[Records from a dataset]
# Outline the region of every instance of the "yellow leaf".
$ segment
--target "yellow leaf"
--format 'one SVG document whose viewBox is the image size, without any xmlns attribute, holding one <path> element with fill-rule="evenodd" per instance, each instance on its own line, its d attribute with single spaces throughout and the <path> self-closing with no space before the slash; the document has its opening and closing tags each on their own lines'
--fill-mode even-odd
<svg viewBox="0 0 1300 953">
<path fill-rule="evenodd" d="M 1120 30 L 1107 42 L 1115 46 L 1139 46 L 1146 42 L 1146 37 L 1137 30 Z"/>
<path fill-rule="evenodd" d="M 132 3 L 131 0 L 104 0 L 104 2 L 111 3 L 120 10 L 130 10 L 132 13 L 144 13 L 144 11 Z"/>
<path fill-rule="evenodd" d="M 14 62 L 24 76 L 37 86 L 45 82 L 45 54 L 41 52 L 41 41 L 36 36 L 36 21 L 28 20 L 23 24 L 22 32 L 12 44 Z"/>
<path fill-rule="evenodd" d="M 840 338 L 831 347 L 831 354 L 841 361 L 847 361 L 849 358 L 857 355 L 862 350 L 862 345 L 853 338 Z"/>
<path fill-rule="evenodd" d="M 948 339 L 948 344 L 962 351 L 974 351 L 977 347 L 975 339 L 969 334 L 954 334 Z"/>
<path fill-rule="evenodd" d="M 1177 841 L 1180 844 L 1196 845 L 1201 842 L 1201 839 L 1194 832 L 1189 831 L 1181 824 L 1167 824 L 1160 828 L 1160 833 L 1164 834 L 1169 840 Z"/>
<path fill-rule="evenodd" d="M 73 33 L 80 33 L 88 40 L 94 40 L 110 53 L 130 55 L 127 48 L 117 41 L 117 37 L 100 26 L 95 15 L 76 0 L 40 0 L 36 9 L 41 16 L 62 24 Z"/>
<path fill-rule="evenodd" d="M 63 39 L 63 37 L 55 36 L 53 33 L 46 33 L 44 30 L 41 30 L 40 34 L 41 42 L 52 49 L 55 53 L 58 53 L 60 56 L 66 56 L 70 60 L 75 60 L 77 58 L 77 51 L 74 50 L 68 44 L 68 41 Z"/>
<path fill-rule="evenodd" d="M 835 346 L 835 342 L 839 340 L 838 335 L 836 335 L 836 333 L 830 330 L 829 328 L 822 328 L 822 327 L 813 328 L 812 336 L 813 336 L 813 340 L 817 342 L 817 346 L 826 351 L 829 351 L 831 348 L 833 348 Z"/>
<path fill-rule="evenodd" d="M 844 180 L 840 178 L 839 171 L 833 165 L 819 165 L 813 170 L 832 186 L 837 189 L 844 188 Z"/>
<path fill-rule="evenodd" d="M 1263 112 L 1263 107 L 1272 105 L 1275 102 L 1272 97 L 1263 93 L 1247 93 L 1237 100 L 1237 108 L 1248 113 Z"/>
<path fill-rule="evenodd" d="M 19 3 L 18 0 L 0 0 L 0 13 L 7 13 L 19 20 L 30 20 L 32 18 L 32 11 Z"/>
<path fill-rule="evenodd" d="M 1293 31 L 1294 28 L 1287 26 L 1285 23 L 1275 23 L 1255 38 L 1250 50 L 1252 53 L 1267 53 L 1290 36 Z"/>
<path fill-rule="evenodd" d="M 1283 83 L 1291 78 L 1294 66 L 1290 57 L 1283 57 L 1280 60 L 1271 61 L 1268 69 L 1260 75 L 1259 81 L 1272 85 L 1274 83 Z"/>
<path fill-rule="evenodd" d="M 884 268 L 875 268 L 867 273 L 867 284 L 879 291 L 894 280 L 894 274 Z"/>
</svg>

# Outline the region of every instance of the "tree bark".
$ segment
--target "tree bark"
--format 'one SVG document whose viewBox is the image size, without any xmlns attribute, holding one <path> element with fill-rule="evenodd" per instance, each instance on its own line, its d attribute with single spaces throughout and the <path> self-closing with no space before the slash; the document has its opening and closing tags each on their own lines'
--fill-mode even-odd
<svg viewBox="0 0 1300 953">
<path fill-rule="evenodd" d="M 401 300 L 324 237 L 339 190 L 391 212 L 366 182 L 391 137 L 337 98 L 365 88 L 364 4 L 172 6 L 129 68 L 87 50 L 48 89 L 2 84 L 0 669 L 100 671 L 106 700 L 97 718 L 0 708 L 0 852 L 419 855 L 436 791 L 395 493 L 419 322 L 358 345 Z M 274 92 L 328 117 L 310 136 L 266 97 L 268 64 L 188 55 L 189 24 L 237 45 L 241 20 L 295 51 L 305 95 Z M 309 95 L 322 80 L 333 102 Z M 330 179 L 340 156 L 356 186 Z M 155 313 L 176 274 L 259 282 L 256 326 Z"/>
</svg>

» **Problem to work on**
What is needed here is an exact reproduction of all the entries.

» **Solution below**
# Outline the region of every instance of the "yellow leaf".
$ segment
--target "yellow leaf"
--format 'one SVG document whose viewBox is the image size, without any xmlns attribute, holding one <path> element with fill-rule="evenodd" per instance, each instance on its own line, its d attribute with single spaces throughout and the <path> self-closing with no space before the slash; the document has its opening and closing tags each on their own lines'
--fill-mode even-odd
<svg viewBox="0 0 1300 953">
<path fill-rule="evenodd" d="M 1120 30 L 1107 42 L 1115 46 L 1139 46 L 1146 42 L 1146 37 L 1137 30 Z"/>
<path fill-rule="evenodd" d="M 132 3 L 131 0 L 104 0 L 104 2 L 111 3 L 120 10 L 130 10 L 132 13 L 144 13 L 144 11 Z"/>
<path fill-rule="evenodd" d="M 14 62 L 24 76 L 37 86 L 45 82 L 45 54 L 41 52 L 41 41 L 36 36 L 36 21 L 28 20 L 23 24 L 22 32 L 12 44 Z"/>
<path fill-rule="evenodd" d="M 840 338 L 831 347 L 831 354 L 841 361 L 847 361 L 849 358 L 857 355 L 862 350 L 862 345 L 853 338 Z"/>
<path fill-rule="evenodd" d="M 948 339 L 948 344 L 962 351 L 974 351 L 977 347 L 975 339 L 969 334 L 954 334 Z"/>
<path fill-rule="evenodd" d="M 1177 841 L 1180 844 L 1196 845 L 1201 842 L 1201 839 L 1194 832 L 1189 831 L 1181 824 L 1167 824 L 1160 828 L 1160 833 L 1164 834 L 1169 840 Z"/>
<path fill-rule="evenodd" d="M 73 33 L 80 33 L 88 40 L 94 40 L 110 53 L 130 55 L 127 48 L 117 41 L 117 37 L 100 26 L 95 15 L 76 0 L 40 0 L 36 9 L 41 16 L 62 24 Z"/>
<path fill-rule="evenodd" d="M 63 39 L 63 37 L 55 36 L 53 33 L 46 33 L 44 30 L 41 30 L 40 34 L 41 42 L 52 49 L 55 53 L 58 53 L 60 56 L 66 56 L 70 60 L 75 60 L 77 58 L 77 51 L 74 50 L 68 44 L 68 41 Z"/>
<path fill-rule="evenodd" d="M 835 346 L 835 342 L 839 340 L 838 335 L 836 335 L 836 333 L 830 330 L 829 328 L 822 328 L 822 327 L 813 328 L 812 336 L 813 336 L 813 340 L 817 342 L 817 346 L 826 351 L 829 351 L 831 348 L 833 348 Z"/>
<path fill-rule="evenodd" d="M 844 180 L 840 178 L 839 171 L 833 165 L 819 165 L 813 170 L 832 186 L 837 189 L 844 188 Z"/>
<path fill-rule="evenodd" d="M 1263 112 L 1263 107 L 1272 105 L 1275 102 L 1272 97 L 1263 93 L 1247 93 L 1237 100 L 1237 108 L 1248 113 Z"/>
<path fill-rule="evenodd" d="M 19 3 L 18 0 L 0 0 L 0 13 L 7 13 L 19 20 L 30 20 L 32 18 L 32 11 Z"/>
<path fill-rule="evenodd" d="M 1293 31 L 1294 28 L 1287 26 L 1285 23 L 1275 23 L 1255 38 L 1250 50 L 1252 53 L 1267 53 L 1290 36 Z"/>
<path fill-rule="evenodd" d="M 1283 83 L 1291 78 L 1294 66 L 1290 57 L 1283 57 L 1280 60 L 1271 61 L 1268 69 L 1260 75 L 1259 81 L 1272 85 L 1274 83 Z"/>
<path fill-rule="evenodd" d="M 884 268 L 875 268 L 867 273 L 867 284 L 879 291 L 894 280 L 894 274 Z"/>
</svg>

# Outline the region of every instance of the "tree bark".
$ segment
--target "tree bark"
--format 'one SVG document whose viewBox is the image size, without any xmlns attribute, holding one <path> element with fill-rule="evenodd" per instance, each instance on its own line, its d attribute with single spaces throughout and the <path> self-closing with no space before the slash; the document has its opening and closing tags each on their own lines'
--fill-mode even-odd
<svg viewBox="0 0 1300 953">
<path fill-rule="evenodd" d="M 401 300 L 324 237 L 339 190 L 391 212 L 366 182 L 391 137 L 337 98 L 365 88 L 364 4 L 172 6 L 129 68 L 87 50 L 48 89 L 2 84 L 0 669 L 100 671 L 106 700 L 97 718 L 0 708 L 0 852 L 419 855 L 436 791 L 395 493 L 419 322 L 358 345 Z M 274 92 L 328 117 L 310 136 L 266 97 L 268 64 L 188 55 L 189 24 L 237 45 L 241 20 L 295 51 L 305 95 Z M 309 95 L 322 80 L 333 102 Z M 330 179 L 340 156 L 356 186 Z M 155 313 L 176 274 L 259 282 L 256 326 Z"/>
</svg>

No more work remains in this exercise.